READING PASSAGE.
⟨

01 junio 2016

los bancos "universales"

Interesantes comentarios que se han publicado en el FT. Ayer volvió a caer con fuerza la banca, cuyos accionistas castigan ante las dudas del sector:
Lex in-depth: Universal Banks
One-stop banks always have an excuse for lacklustre performance, but it is time for them to make bold changes
It was a cruel moment. A barb from a direct competitor at a sensitive time. As JPMorgan Chase was preparing its fourth quarter numbers in January, Goldman Sachs took aim. "Debate about a break-up growing louder," its analysts wrote, they then proceeded to lay out the case for splitting JPMorgan in to two (or even four).
The Goldman analysts were right to raise the question. Although it dislikes the term, JPMorgan is a prime example of a universal bank. Others — Citigroup, Bank of America Merrill Lynch, Barclays, Deutsche Bank — also combine retail and investment banking but JPMorgan is the most prominent.
And universal banks have been, to put it politely, a disappointment. JPMorgan produced a return on equity of 9.4 per cent last year. That is barely adequate but it is the best of a bad bunch. None of the others made it past 5 per cent. And last year was not out of the ordinary. Those five universal banks together have managed an average return on equity of 5 per cent over the past five years. There is always an excuse — fines, new rules, restructuring charges, tough conditions in one market or another — but these are all part and parcel of universal banking.
Compare that with the specialists. Look at Wells Fargo, which is predominantly in the retail sector, with a 12 per cent five-year average ROE. Or even Goldman, a pure investment bank, with 11 per cent.
The universal banking model is broken, a fact some banks have realised. UBS and RBS have moved. Others — Deutsche and Barclays, for example — have been less radical so far and need to go further. The US universal banks are the most wedded to the model, promising better returns in the future. But shares in almost all of them trade at a discount to specialists. The message from investors is clear.
Not what we signed up for
There ought to be benefits to scale, especially when it comes to funding and to covering the growing costs of compliance and IT.
Marianne Lake, JPMorgan's chief financial officer, was in fine form at the bank's investor day in February as she laid out the case for its structure — $15bn in cross-selling benefits and $3bn in cost synergies adds up to $6bn-$7bn of net income, or 30 per cent of the group total. That is a big chunk of profit to put at risk in the vague hope that the resulting companies would merit a higher stock price.
Academics are less convinced. Berenberg points out that two years ago the Bank for International Settlements looked at whether size brought benefits in banking. Of 37 academic studies reviewed, only 15 said it did. Hardly a resounding show of support.

⟩

DIRECTIONS.
a) In the universal banks article:
(i) What return on equity did JPMorgan produce last year?
(ii) What five-year average return on equity does Wells Fargo have?
(iii) How many academic studies did the Bank for International Settlements review, and how many of them said size brought benefits in banking?
b) Could you continue the universal banks article from its final sentence, in the same tone?
The rows after the universal banks article are not needed for anything here.

RECORDS SUPPLIED.
⟨

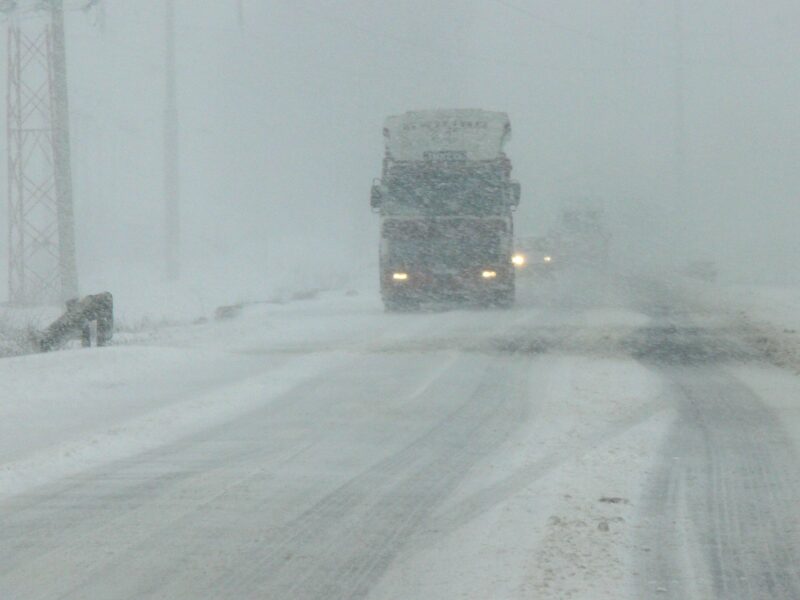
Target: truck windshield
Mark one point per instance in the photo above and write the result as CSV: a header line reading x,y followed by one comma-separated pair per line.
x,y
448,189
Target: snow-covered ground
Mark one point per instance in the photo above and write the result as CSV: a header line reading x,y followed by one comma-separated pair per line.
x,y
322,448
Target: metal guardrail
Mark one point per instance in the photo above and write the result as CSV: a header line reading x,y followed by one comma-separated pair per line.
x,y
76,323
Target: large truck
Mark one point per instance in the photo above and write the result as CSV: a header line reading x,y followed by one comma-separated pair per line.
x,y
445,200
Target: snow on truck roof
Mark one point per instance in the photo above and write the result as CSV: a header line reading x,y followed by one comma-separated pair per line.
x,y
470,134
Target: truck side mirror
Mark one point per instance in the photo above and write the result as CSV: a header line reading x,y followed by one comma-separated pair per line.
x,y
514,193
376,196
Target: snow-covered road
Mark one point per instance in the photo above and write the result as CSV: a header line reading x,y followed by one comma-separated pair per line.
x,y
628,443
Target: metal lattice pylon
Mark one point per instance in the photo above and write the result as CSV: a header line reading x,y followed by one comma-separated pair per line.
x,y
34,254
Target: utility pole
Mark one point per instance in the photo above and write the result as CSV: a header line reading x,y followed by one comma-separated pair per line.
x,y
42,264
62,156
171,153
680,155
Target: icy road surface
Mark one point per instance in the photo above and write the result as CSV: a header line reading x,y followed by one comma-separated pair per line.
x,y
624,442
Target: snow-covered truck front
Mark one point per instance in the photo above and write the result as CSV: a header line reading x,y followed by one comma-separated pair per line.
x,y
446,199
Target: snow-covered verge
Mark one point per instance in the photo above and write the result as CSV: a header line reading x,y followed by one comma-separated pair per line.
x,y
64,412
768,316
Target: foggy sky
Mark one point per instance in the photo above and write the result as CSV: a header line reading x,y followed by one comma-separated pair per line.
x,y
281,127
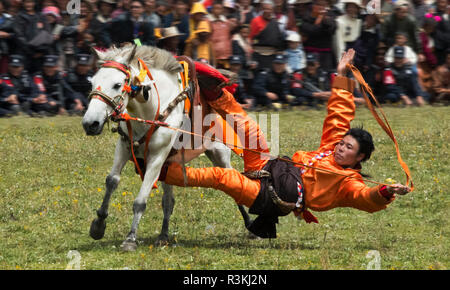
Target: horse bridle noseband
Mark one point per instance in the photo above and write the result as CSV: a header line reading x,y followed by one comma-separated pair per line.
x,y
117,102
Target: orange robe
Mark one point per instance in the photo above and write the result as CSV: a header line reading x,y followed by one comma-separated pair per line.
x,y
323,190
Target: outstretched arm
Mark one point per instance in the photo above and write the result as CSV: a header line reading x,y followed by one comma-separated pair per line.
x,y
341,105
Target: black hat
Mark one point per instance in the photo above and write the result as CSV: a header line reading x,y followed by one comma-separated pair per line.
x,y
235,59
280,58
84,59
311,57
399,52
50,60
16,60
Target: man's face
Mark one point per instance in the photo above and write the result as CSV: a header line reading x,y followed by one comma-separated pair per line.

⟩
⟨

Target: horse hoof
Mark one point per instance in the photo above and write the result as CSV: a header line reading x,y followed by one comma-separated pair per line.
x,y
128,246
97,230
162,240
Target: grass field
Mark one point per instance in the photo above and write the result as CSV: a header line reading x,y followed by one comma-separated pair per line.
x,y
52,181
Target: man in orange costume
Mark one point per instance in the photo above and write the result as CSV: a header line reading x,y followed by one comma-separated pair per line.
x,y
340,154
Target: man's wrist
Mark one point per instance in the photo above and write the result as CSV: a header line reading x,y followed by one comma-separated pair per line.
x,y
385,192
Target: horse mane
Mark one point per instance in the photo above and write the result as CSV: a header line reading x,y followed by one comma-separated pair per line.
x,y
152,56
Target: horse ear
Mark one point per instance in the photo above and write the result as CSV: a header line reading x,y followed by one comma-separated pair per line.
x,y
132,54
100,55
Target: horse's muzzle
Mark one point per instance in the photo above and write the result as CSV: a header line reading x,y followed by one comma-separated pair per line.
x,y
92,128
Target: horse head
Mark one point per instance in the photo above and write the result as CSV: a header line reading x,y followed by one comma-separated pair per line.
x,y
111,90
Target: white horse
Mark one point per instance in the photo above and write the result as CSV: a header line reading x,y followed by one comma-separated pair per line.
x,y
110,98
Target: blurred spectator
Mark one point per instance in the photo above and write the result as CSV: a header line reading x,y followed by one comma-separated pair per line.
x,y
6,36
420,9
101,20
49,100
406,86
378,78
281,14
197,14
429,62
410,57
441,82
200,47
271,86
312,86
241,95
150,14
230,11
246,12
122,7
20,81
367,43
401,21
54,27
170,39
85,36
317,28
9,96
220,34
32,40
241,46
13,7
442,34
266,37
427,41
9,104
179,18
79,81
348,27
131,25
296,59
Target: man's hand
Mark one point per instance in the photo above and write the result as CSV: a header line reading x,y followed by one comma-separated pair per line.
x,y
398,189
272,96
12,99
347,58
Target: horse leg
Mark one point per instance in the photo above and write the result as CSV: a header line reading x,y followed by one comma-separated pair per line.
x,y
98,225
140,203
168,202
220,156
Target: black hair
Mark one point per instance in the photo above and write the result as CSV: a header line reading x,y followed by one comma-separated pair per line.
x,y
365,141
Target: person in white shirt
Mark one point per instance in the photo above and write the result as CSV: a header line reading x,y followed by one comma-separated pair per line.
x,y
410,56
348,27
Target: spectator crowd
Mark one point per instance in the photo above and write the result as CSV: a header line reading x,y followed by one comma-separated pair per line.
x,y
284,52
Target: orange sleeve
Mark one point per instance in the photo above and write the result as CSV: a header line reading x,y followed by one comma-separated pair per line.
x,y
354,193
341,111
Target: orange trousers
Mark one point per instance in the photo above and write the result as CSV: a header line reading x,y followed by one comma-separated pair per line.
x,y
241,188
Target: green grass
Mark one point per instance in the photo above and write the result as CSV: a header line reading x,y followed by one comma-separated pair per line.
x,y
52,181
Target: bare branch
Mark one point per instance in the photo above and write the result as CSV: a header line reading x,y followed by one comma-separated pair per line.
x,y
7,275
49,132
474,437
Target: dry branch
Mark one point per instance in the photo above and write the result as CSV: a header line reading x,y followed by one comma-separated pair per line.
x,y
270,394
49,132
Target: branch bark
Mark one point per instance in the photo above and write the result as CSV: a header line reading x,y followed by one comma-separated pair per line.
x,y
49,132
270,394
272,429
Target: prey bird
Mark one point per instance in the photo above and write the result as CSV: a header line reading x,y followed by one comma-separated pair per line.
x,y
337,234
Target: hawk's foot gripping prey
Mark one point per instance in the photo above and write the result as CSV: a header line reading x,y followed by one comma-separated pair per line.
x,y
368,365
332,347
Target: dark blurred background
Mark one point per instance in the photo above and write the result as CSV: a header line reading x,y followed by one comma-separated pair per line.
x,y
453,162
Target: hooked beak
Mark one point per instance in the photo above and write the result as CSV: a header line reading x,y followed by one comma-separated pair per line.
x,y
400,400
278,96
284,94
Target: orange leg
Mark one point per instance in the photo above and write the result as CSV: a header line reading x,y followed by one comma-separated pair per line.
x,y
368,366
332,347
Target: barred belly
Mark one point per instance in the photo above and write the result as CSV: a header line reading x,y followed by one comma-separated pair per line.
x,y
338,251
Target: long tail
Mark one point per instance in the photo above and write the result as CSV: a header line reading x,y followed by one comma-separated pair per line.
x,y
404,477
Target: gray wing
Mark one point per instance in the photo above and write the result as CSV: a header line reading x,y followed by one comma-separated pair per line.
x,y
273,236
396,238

⟩
⟨

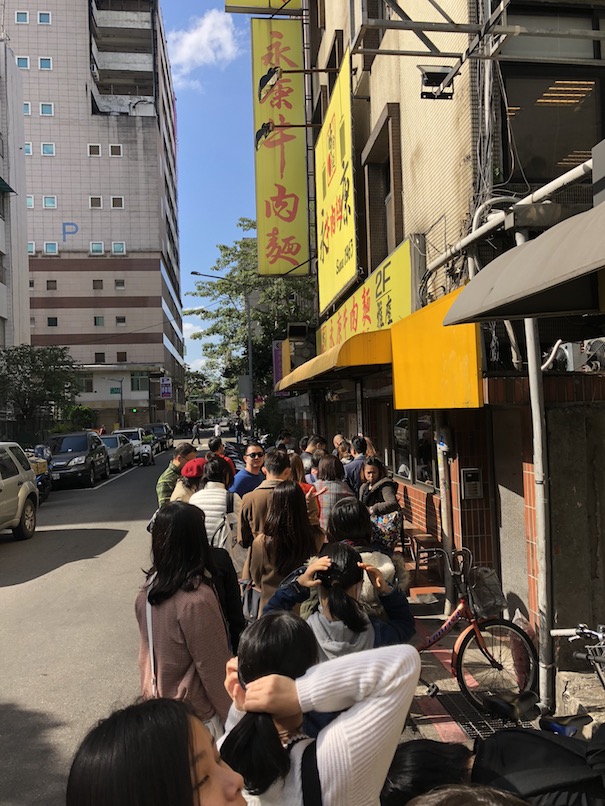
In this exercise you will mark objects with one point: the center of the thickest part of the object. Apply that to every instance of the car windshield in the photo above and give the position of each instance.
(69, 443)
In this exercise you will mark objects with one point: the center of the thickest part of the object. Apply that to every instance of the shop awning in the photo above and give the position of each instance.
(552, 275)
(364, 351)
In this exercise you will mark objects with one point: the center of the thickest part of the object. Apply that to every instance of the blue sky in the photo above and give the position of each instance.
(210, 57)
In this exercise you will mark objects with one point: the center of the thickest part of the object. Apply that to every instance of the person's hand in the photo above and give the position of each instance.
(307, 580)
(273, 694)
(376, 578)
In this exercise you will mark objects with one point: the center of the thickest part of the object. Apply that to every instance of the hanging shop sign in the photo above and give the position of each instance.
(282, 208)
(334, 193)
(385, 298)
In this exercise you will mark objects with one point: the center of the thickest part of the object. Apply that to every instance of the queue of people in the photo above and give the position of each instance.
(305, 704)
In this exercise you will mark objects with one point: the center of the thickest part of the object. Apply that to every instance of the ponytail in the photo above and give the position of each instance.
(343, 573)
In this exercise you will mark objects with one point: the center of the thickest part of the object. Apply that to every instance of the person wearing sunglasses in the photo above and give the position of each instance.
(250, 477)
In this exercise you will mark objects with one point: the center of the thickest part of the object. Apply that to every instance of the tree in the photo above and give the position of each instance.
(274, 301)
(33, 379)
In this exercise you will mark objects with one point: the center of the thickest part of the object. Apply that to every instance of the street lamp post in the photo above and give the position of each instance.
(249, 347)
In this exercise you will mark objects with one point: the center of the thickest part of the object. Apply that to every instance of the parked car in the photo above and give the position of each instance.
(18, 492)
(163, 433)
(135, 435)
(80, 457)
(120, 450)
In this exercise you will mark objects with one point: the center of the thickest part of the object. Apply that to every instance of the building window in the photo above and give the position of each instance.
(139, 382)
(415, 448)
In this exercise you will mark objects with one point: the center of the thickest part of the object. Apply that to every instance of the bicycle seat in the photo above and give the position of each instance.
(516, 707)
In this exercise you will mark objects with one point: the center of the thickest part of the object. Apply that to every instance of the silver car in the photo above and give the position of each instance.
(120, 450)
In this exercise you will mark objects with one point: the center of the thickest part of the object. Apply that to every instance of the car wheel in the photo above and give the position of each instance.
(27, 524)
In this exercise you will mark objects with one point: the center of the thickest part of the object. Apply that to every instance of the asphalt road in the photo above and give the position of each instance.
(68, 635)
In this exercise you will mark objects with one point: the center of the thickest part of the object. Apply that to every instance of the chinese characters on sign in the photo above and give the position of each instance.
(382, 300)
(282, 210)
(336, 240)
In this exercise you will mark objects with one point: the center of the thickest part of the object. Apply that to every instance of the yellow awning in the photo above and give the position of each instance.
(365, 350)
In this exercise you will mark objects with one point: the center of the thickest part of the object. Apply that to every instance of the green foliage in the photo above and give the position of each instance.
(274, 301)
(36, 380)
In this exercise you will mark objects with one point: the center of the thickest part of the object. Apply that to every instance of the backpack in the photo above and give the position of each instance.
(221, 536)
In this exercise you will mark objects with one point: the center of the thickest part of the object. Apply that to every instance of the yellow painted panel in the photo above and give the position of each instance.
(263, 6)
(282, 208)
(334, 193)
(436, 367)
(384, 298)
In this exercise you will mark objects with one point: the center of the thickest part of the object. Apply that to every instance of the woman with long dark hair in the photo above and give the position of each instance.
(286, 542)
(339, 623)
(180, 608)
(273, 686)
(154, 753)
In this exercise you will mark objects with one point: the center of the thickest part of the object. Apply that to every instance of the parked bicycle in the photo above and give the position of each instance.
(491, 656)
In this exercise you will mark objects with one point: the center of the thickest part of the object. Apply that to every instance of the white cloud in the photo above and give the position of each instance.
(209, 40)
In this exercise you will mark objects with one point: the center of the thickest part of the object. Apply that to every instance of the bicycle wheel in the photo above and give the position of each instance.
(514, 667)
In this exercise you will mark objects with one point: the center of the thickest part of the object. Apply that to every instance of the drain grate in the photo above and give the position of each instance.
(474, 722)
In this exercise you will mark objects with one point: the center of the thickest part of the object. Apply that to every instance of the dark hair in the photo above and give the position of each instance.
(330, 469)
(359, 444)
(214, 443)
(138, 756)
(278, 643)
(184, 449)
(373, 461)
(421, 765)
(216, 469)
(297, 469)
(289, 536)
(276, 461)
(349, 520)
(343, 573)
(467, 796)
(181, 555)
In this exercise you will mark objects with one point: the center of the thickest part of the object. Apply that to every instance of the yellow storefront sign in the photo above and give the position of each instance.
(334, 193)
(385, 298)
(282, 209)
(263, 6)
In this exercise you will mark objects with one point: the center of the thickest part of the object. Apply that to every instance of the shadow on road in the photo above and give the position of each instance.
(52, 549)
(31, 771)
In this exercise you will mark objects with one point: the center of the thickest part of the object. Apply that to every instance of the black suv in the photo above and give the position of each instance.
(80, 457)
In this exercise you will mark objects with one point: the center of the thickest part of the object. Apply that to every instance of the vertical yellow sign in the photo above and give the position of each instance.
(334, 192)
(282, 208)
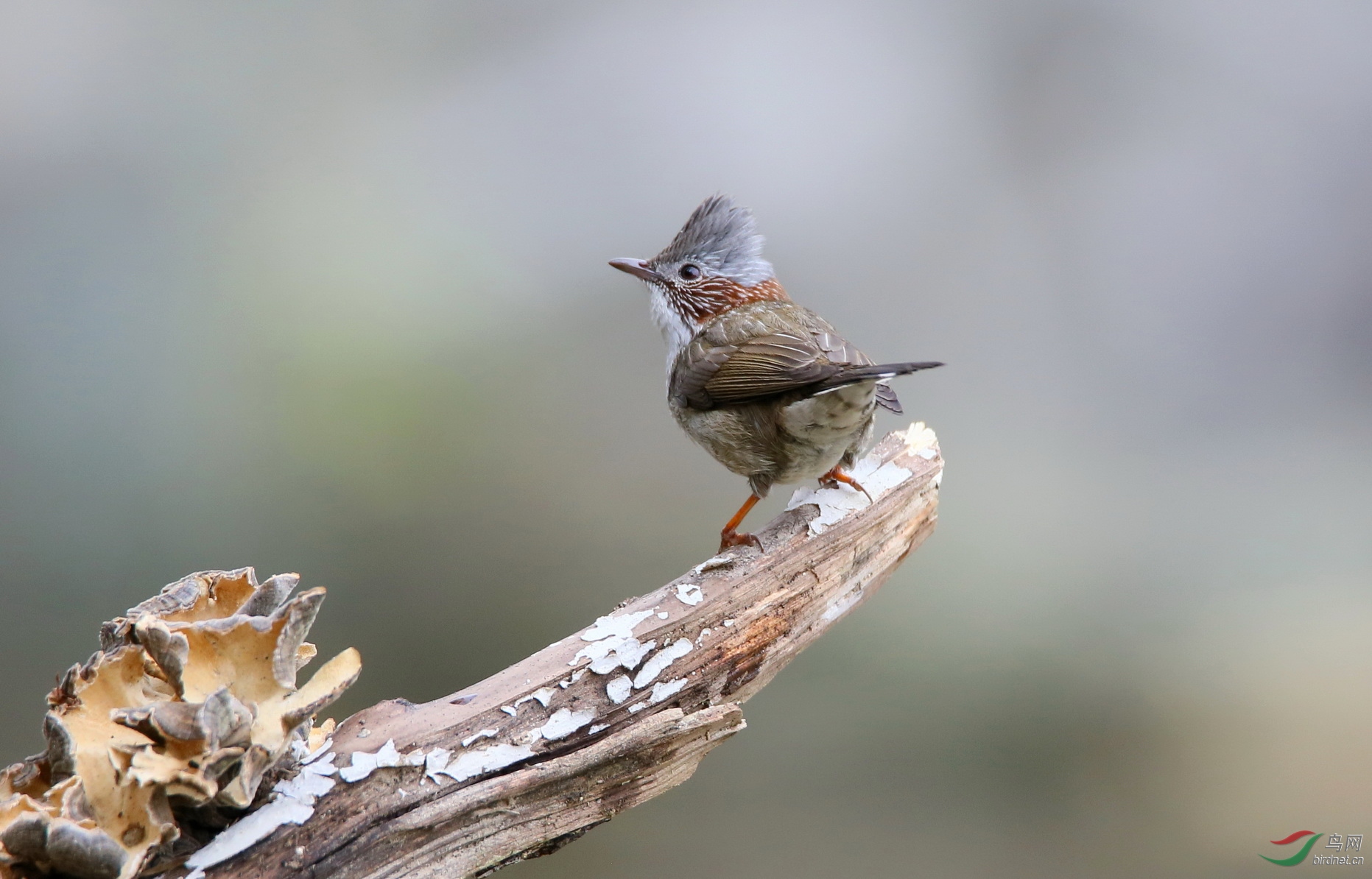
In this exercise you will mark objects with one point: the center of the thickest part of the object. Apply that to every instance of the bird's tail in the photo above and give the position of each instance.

⟩

EXERCISE RESPONSES.
a)
(i) 9.4 per cent.
(ii) 12 per cent.
(iii) It reviewed 37 studies, and 15 of them said size brought benefits.

b)
Most of the universal banks are failing to prove that economies of scale exist. Cost-to-income ratios — a measure of an institution's efficiency— are high at the universal banks: JPMorgan's is 63 per cent, Citi's 72 per cent and Bank of America's 88 per cent. Again, the specialists tend to do better. Wells Fargo and Santander manage 58 per cent and 47 per cent respectively. Goldman, manages 64 per cent.
Diverse companies ought to be safer. As one side of the business falters, the other thrives and the ship sails on. Some of the biggest failures of the crisis — Lehman Brothers, Bear Stearns, Washington Mutual, HBOS — were specialists, rather than universal banks.
So in theory, diversification should reduce funding costs. And that is before we even get into the debate about whether big banks benefit from an implicit government guarantee or whether cheap retail deposits can be used to finance (supposedly higher returning) investment banking activities — a practice that post-crisis regulators are stamping out.
But these benefits are also absent. Post-crisis rules force the biggest global banks to hold more shareholder capital, a relatively expensive form of funding. JPMorgan will eventually have to have a common equity tier one capital ratio of 11.5 per cent. Citi will probably need about 11 per cent (the rules are still being firmed up). Smaller, less systemic banks can get away with holding less.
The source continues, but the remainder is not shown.